Excerpted records:

-- -- --

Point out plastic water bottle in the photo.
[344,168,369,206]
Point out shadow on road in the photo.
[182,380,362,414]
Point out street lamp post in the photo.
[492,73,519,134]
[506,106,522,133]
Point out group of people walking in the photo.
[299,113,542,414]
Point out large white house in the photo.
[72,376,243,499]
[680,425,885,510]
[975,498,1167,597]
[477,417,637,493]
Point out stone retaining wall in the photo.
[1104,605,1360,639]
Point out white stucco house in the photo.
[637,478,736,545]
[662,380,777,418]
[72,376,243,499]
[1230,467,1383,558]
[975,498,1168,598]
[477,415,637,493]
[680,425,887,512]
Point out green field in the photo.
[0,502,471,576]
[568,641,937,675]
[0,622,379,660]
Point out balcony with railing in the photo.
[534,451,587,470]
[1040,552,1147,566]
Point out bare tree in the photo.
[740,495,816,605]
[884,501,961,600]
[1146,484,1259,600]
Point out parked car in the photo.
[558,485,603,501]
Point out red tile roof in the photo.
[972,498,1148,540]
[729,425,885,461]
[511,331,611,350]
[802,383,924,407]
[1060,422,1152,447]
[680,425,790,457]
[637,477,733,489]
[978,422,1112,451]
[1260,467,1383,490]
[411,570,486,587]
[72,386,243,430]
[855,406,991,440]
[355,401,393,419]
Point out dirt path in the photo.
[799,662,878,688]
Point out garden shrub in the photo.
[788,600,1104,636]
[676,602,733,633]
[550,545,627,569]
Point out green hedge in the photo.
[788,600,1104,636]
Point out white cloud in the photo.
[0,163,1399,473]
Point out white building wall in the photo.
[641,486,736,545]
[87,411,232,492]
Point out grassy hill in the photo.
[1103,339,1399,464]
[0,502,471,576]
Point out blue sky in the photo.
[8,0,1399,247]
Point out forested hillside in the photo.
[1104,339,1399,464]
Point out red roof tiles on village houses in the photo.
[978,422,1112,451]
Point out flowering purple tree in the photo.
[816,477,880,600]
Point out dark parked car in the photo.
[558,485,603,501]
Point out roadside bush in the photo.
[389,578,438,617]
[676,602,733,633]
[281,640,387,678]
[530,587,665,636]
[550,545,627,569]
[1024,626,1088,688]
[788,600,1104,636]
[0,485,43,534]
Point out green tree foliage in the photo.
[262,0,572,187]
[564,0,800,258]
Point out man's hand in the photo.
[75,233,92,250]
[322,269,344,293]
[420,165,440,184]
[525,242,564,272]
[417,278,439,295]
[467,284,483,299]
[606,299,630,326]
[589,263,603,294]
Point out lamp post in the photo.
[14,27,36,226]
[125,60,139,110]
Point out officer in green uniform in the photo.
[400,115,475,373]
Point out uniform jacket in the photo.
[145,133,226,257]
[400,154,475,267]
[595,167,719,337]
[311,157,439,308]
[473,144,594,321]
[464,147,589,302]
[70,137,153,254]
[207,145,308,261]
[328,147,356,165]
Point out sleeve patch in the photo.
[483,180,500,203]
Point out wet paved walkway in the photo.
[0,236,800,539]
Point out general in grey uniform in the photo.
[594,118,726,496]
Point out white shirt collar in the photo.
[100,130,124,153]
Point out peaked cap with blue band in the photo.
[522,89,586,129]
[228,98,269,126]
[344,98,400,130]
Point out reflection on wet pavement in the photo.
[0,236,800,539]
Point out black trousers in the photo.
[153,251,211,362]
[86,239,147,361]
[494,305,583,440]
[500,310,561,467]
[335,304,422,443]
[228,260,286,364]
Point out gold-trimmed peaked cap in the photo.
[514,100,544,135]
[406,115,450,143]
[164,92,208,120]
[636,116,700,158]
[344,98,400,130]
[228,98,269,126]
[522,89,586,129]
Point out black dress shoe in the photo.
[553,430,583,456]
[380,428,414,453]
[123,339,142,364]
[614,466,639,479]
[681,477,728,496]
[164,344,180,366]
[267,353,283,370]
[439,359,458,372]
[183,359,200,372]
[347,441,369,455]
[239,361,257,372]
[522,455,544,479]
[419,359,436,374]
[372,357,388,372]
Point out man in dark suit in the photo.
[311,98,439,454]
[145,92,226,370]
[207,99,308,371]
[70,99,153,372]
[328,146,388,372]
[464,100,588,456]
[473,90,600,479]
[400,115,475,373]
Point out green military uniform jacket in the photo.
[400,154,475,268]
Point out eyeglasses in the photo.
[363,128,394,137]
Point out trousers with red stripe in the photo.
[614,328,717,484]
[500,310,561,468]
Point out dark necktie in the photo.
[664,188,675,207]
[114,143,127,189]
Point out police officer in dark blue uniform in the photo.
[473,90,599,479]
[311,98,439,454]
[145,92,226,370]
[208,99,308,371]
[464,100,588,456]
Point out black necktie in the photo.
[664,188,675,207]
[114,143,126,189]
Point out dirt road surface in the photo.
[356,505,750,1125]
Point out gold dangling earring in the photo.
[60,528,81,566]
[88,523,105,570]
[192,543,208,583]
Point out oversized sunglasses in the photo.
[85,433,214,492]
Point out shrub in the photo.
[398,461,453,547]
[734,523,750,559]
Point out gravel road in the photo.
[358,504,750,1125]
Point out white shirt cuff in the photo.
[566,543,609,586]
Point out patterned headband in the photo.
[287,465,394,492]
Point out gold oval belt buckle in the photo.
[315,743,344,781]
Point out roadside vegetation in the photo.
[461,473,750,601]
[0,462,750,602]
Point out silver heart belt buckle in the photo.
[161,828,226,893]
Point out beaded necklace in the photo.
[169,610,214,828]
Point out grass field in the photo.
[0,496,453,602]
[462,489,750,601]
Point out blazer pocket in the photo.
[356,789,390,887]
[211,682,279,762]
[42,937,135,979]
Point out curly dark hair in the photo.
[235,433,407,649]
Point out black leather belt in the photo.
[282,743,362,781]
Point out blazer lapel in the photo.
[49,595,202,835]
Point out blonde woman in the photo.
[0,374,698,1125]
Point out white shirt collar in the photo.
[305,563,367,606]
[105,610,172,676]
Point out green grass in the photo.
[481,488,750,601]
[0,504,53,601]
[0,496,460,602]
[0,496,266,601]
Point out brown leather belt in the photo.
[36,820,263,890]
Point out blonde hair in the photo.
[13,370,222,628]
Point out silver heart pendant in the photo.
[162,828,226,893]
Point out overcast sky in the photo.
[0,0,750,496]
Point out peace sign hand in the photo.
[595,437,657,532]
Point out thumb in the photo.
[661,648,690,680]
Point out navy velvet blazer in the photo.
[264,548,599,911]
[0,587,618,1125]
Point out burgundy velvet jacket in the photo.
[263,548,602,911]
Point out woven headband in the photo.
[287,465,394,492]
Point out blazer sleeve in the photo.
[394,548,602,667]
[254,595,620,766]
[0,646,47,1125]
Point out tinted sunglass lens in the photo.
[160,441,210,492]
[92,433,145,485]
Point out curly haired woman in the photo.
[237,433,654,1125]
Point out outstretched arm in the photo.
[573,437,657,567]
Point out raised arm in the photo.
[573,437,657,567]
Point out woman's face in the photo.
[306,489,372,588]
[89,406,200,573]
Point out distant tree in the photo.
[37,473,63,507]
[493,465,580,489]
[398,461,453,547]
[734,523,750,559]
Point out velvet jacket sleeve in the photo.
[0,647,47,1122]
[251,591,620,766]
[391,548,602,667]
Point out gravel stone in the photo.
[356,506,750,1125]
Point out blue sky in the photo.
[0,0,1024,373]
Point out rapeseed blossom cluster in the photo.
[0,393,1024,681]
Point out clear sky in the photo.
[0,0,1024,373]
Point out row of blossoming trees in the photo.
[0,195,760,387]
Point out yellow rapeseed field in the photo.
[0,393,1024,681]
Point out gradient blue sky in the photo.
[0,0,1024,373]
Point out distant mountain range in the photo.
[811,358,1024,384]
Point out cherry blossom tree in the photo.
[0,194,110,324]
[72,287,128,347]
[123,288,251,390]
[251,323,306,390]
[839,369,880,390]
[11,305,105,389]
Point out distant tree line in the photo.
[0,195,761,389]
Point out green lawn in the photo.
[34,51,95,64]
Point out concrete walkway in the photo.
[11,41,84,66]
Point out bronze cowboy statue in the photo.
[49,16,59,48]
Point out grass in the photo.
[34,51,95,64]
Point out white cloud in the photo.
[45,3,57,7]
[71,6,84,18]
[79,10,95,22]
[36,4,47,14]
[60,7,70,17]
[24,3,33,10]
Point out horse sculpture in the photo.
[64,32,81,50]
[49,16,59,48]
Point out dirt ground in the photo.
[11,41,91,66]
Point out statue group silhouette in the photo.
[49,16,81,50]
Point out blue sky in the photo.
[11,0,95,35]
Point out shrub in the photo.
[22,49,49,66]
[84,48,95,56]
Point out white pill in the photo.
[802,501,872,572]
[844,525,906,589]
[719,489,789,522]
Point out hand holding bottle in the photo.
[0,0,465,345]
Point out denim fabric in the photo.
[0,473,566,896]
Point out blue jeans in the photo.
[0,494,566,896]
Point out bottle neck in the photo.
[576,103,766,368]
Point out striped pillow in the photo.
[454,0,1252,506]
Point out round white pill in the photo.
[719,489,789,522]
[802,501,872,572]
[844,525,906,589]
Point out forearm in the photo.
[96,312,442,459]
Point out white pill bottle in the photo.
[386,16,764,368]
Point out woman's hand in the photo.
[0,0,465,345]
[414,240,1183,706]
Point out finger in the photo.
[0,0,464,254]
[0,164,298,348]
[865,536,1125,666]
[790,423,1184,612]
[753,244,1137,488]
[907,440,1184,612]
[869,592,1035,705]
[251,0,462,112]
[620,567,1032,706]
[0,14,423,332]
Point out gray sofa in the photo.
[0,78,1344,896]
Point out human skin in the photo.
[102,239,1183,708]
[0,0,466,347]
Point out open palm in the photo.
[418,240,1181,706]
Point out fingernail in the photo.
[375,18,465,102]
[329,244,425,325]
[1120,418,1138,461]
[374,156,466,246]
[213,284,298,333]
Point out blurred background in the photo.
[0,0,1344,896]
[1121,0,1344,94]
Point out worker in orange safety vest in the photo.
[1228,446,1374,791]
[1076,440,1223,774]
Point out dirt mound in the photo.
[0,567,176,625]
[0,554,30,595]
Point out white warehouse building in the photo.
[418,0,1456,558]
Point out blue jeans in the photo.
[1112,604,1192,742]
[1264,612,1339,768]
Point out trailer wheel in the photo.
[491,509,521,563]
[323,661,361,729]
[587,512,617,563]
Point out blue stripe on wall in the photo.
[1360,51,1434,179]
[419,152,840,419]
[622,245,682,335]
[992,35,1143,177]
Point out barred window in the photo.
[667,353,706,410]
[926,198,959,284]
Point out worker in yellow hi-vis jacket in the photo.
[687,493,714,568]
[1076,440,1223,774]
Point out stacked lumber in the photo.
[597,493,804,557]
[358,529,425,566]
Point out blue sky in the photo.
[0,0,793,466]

-- -- --

How many lines in the data above contain the string "lamp"? Give only the number.

2